Yet again more moves which take away the liberty of all citizens and users instead of restricting predatory companies and products..

How much access to money parents want to give their kids is up to the parents.

What people do with their own money, including kids, is up to the people.

WHY are countries not enacting laws that punish companies for once? Say something like:

• "After 3-5 purchases of the same item with random contents the buyer should get the content they specifically want."

• "No item with random contents should cost more than N $\€"

• "Buyers should have N-M hours to get a refund for an item with random contents"

That way you could keep the "fun" and spirit of gambling without its destructive spiral and stuff

Agentlien 6 hours ago | parent | next [-]

How does an age recommendation take away liberties?

I have kids and as a parent I use these ratings as a very loose guide combined with my own experience and understanding of the game in question. Other parents ignore them completely.

I agree more could be done to directly affect the companies, and there have been a lot of legal cases surrounding loot boxes aimed at children.

But this is a good complement to that. It makes it easier for parents to get aware of the issue.

shevy-java 6 hours ago | parent | next [-]

> How does an age recommendation take away liberties?

For instance, by being used in further legislation to mandate age verification on all operating systems. Lo and behold, that is already happening - see California.

One can not view a single law and assume it is isolated, when in reality this is a move by lobbyists to further restrict people and sniff after them (see MidnightBSD giving in and adding a daemon that sniffs for user data; I am 100% certain systemd on Linux will follow suit, via a new systemd-sniffy daemon). Some companies pay good money for such legislation. So the answer to your question is very simple, actually. You just should not view it as an isolated way while ignoring everything else - lobbyists are sneaky. It reminds me of Google claiming it has no problem with ad-blockers, then they went on to destroy ublock origin (https://ublockorigin.com/).

****

- INSTRUCTION A: According to the comment thread, which state is already moving to mandate age verification on all operating systems?

Pointing data excerpts
****

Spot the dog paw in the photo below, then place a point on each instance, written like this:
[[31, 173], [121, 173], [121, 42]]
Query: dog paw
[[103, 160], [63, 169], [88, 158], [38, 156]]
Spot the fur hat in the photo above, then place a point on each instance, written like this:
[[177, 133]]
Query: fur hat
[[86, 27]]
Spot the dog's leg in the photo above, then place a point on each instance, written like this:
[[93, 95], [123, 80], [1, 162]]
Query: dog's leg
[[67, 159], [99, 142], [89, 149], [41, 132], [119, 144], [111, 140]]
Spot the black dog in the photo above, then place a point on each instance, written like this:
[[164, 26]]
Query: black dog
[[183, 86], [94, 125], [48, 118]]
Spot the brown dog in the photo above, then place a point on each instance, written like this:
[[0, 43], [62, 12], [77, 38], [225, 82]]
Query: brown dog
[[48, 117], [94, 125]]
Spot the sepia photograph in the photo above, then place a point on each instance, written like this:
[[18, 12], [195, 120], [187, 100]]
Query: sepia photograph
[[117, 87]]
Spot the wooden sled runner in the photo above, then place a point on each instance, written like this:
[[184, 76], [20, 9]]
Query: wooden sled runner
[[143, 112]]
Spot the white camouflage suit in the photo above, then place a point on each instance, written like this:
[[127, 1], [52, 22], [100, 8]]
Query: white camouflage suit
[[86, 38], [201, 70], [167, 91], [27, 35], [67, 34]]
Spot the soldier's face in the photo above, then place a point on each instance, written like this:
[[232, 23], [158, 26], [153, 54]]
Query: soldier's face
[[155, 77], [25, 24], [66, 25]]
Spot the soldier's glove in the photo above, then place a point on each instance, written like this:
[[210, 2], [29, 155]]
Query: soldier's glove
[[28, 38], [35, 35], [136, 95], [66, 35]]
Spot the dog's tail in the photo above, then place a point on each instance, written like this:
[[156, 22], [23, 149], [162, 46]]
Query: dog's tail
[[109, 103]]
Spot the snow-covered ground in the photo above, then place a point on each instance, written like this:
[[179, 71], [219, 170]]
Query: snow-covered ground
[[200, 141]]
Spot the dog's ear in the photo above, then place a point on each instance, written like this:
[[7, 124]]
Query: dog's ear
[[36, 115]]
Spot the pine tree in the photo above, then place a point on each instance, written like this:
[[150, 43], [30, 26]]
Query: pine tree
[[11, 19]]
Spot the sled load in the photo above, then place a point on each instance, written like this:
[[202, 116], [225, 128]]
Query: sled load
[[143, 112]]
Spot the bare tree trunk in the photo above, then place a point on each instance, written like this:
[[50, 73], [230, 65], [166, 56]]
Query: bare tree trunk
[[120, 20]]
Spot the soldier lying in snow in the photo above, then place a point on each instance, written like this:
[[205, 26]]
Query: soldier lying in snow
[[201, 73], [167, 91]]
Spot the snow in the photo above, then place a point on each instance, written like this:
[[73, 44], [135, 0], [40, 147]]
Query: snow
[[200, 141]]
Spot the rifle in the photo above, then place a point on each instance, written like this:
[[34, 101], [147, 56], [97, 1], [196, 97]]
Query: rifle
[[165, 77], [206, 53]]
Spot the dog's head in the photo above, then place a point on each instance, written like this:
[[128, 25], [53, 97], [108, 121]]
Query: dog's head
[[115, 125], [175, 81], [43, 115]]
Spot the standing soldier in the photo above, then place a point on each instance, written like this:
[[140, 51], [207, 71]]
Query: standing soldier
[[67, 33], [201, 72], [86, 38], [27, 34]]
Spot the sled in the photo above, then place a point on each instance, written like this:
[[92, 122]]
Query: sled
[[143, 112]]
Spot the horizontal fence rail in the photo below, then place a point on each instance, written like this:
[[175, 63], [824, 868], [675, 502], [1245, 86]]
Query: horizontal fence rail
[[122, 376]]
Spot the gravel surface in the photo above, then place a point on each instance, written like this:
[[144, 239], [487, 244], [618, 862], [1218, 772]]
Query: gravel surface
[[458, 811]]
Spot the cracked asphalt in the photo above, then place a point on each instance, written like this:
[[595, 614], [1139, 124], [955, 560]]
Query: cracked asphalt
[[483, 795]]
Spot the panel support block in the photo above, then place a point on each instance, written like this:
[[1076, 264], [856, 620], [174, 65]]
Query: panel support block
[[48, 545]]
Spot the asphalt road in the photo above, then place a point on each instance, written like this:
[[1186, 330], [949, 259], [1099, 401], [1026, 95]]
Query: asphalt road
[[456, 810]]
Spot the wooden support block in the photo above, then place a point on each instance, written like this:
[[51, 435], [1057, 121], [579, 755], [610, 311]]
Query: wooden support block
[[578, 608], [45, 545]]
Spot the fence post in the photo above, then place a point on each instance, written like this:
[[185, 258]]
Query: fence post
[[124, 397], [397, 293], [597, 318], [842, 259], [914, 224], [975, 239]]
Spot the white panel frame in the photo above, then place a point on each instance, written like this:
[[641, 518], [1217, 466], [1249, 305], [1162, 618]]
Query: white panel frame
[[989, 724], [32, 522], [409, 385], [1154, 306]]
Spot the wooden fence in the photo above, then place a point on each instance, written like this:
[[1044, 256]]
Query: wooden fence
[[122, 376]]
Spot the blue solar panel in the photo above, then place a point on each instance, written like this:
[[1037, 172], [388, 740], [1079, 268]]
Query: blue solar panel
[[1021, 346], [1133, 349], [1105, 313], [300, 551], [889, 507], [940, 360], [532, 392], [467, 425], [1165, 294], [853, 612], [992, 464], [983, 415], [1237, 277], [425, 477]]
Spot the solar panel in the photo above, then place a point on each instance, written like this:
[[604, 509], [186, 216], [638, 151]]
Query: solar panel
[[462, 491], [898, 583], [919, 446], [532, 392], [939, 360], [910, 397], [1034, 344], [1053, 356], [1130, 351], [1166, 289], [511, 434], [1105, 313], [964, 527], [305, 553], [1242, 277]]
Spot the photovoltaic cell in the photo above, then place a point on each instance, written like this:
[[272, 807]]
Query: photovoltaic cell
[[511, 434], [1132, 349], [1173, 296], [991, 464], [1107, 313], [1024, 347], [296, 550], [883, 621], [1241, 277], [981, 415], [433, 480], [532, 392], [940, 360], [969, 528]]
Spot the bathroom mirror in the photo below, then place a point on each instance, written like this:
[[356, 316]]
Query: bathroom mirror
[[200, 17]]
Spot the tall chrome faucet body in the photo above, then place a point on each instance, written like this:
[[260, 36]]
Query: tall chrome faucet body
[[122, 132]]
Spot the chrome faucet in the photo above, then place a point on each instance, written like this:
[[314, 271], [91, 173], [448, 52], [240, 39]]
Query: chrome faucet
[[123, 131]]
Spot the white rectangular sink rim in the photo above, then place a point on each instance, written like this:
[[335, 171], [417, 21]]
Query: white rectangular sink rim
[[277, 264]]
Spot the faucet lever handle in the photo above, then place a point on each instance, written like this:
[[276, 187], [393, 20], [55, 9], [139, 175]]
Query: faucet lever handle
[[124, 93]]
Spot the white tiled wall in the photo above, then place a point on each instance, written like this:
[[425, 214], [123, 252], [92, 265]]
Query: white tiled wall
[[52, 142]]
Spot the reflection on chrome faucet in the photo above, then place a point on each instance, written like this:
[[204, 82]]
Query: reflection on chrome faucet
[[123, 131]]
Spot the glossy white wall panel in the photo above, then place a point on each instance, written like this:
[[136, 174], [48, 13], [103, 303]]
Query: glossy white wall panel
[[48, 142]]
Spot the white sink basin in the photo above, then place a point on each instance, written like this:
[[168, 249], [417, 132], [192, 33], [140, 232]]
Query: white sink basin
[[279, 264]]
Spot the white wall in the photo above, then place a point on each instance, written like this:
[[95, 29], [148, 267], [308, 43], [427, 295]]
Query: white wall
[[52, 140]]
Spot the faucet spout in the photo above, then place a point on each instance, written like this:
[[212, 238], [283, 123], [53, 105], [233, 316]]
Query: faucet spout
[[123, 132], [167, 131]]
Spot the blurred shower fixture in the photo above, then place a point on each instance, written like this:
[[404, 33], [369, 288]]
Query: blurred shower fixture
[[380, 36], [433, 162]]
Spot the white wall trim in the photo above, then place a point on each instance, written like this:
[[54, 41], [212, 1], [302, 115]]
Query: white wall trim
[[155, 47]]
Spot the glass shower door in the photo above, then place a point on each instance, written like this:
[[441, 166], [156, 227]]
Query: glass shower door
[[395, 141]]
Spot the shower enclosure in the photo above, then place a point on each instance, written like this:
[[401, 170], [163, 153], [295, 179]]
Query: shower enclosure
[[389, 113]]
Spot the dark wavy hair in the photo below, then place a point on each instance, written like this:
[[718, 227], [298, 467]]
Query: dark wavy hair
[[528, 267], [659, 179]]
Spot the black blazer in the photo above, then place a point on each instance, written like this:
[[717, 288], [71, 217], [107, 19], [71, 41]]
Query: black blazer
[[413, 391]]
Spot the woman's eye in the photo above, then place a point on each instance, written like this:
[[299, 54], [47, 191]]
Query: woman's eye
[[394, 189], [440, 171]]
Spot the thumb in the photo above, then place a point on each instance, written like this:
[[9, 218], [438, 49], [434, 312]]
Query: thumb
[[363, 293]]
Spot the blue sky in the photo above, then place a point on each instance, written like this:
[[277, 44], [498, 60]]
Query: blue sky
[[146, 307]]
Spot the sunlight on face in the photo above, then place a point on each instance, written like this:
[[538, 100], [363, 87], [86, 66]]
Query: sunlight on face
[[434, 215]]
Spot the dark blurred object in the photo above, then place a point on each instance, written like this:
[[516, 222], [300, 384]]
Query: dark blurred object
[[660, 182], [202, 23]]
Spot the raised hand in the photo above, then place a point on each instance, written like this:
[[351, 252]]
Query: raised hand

****

- INSTRUCTION B: Please swap "Spot" for "Locate" in the listing lines from the start of the listing through the line containing "[[155, 77], [25, 24], [66, 25]]", inclusive, and give back only those lines.

- WORKED ANSWER A: California.

- WORKED ANSWER B:
Locate the dog paw in the photo below, then place a point on each instance, written like this:
[[31, 173], [121, 173], [121, 42]]
Query: dog paw
[[103, 160], [63, 169], [88, 158], [38, 156]]
Locate the fur hat in the photo above, then place a point on each instance, written like this:
[[177, 133]]
Query: fur hat
[[86, 27]]
Locate the dog's leg in the photo above, then place a point on each instance, written like this:
[[93, 95], [123, 80], [1, 162]]
Query: dog's leg
[[67, 159], [99, 142], [89, 149], [41, 132], [119, 144], [111, 140]]
Locate the black dog in the photo above, then place a point on each instance, written like this:
[[164, 26]]
Query: black dog
[[183, 86], [94, 125], [48, 118]]
Locate the brown dog in the photo above, then place a point on each instance, written like this:
[[0, 43], [62, 12], [77, 38], [225, 82]]
Query: brown dog
[[48, 117], [94, 125]]
Locate the sepia photograph in the photo above, then place a point on each instance, written like this:
[[18, 12], [195, 120], [187, 100]]
Query: sepia photograph
[[117, 87]]
Locate the wooden sled runner in the photo above, then place a point on each instance, written like this:
[[184, 76], [20, 9]]
Query: wooden sled runner
[[143, 112]]
Locate the white camouflage suit in the photo above, then place a point on each instance, written like this:
[[127, 1], [52, 22], [100, 8]]
Query: white camouflage suit
[[86, 38], [201, 70], [167, 91], [27, 35], [67, 34]]
Locate the soldier's face in the photo above, then place a point on each instance, written like this:
[[232, 23], [158, 26], [153, 54]]
Query: soldier's face
[[155, 77], [25, 24], [66, 25]]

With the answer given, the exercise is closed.